** start Material to process **

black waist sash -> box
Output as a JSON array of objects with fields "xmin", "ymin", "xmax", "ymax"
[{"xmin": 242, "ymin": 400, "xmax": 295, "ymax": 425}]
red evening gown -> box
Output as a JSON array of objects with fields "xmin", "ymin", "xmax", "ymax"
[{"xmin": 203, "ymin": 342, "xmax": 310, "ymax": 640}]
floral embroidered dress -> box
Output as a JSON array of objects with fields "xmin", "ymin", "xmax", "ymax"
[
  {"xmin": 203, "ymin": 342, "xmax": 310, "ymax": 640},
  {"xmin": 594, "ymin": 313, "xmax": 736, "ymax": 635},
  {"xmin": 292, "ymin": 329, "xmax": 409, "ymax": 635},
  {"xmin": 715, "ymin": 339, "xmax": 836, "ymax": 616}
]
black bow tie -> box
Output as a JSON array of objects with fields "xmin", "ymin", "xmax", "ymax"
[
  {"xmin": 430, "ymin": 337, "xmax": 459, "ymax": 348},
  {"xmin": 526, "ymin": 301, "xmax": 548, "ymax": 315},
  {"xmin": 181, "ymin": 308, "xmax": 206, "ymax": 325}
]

** end Material to process **
** start Material to process **

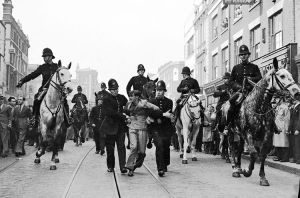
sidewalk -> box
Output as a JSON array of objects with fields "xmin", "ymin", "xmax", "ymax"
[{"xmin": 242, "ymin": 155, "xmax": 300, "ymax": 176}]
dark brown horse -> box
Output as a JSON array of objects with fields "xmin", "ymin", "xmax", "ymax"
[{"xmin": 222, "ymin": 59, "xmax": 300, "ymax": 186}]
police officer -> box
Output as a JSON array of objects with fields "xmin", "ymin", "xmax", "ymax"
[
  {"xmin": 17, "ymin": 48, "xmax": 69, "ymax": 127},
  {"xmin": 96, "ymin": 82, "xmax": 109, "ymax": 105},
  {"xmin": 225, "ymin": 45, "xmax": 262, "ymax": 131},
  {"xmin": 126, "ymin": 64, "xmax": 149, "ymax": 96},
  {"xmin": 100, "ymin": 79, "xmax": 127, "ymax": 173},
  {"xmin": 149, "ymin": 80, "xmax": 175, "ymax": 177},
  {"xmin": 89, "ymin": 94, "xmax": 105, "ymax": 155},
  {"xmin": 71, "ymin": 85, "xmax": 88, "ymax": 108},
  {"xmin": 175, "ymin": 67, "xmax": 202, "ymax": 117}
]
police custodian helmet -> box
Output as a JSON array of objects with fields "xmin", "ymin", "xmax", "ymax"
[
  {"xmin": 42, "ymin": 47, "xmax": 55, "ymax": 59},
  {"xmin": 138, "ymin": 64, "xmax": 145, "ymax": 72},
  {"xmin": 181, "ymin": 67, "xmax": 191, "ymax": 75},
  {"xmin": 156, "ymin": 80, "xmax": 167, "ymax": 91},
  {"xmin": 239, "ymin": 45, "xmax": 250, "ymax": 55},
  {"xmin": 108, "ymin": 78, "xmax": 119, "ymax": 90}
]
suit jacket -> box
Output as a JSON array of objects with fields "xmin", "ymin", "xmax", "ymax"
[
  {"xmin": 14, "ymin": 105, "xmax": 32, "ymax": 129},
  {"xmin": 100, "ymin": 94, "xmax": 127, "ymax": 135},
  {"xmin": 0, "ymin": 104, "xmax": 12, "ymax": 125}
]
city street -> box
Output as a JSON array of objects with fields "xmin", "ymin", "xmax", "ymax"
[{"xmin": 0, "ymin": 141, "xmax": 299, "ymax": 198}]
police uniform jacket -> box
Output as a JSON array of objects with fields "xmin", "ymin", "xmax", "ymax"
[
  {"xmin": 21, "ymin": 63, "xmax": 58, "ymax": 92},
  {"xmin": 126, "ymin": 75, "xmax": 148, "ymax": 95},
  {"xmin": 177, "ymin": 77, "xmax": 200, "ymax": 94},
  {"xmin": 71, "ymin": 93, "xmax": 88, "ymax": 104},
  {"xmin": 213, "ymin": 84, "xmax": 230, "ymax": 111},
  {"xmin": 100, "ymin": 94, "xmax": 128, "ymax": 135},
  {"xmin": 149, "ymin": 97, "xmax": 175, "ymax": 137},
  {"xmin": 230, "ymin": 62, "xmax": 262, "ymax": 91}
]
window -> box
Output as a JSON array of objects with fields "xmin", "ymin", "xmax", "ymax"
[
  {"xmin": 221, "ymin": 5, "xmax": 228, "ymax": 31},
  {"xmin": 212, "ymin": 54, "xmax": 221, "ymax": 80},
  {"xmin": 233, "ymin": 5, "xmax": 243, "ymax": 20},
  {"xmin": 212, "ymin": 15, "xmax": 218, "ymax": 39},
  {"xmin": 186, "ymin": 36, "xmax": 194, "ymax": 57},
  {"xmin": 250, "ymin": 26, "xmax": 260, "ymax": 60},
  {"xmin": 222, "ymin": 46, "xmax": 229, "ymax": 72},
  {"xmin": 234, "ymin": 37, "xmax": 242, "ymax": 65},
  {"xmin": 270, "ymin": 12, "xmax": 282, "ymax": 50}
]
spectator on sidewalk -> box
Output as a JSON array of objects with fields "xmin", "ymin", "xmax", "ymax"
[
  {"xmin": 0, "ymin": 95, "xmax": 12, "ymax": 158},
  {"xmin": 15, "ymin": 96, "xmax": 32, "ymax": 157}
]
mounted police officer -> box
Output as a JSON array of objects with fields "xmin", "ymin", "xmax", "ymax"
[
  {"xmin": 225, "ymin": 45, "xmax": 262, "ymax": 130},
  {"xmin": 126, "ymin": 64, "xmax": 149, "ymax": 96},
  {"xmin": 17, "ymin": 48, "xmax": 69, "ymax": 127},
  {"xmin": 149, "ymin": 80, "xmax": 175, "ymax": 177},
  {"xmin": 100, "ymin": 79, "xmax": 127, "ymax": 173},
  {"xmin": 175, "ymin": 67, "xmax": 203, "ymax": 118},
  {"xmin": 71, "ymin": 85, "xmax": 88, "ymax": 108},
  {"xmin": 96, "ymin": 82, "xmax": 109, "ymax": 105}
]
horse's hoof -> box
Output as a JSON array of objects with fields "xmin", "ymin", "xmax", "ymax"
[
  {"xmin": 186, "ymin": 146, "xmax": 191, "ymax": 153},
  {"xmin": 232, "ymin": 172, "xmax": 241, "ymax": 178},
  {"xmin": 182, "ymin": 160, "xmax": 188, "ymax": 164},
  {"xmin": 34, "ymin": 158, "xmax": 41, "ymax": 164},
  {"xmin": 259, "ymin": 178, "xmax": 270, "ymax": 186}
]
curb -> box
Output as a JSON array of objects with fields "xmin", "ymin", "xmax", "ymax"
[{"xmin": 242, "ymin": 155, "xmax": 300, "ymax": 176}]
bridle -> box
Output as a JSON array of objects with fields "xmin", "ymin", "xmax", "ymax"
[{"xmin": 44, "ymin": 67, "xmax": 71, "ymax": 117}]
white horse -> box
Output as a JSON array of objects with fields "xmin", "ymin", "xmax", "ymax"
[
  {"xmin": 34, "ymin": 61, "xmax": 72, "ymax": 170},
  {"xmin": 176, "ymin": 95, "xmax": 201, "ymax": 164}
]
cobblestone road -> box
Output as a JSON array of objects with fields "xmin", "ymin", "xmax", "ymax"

** end Material to process **
** start Material to process **

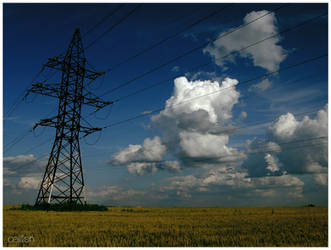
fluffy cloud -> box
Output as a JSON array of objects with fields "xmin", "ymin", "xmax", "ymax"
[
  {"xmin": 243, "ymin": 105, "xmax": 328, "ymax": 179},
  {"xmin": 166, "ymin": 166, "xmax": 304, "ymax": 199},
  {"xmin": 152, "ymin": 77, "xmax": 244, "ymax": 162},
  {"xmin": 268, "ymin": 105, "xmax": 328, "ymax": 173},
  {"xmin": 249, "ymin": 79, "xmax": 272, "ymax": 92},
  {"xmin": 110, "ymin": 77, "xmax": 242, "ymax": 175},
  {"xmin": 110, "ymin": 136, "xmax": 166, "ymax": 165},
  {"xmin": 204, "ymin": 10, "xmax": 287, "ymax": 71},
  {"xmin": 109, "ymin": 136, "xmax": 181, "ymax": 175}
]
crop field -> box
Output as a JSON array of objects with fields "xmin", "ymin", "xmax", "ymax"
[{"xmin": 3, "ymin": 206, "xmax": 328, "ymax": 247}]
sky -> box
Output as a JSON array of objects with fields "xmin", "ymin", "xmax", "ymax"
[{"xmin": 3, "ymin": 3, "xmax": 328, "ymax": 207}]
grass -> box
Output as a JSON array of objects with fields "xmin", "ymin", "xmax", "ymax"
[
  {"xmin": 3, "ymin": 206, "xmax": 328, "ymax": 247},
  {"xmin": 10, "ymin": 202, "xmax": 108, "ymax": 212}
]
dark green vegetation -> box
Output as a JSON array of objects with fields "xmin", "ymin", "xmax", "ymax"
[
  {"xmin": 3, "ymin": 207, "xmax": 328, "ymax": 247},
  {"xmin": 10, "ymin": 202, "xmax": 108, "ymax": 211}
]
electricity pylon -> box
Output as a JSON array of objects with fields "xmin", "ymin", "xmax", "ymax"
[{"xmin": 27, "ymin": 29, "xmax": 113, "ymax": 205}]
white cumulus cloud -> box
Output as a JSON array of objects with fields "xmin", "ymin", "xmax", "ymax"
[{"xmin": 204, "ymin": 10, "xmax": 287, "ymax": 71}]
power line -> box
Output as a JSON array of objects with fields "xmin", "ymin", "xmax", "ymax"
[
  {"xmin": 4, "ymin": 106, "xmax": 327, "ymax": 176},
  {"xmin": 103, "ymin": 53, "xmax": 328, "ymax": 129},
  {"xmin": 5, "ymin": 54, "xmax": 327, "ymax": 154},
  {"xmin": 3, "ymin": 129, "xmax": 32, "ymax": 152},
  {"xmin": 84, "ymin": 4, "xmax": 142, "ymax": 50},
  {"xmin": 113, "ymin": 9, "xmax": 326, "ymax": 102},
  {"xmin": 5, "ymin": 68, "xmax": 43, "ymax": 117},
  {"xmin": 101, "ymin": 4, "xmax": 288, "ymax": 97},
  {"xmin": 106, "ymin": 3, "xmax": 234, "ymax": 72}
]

** end Material to process **

- What you should do:
Show every line of the data above that contains the word "dark", matching case exactly.

- Expected output:
dark brown horse -> box
dark green vegetation -> box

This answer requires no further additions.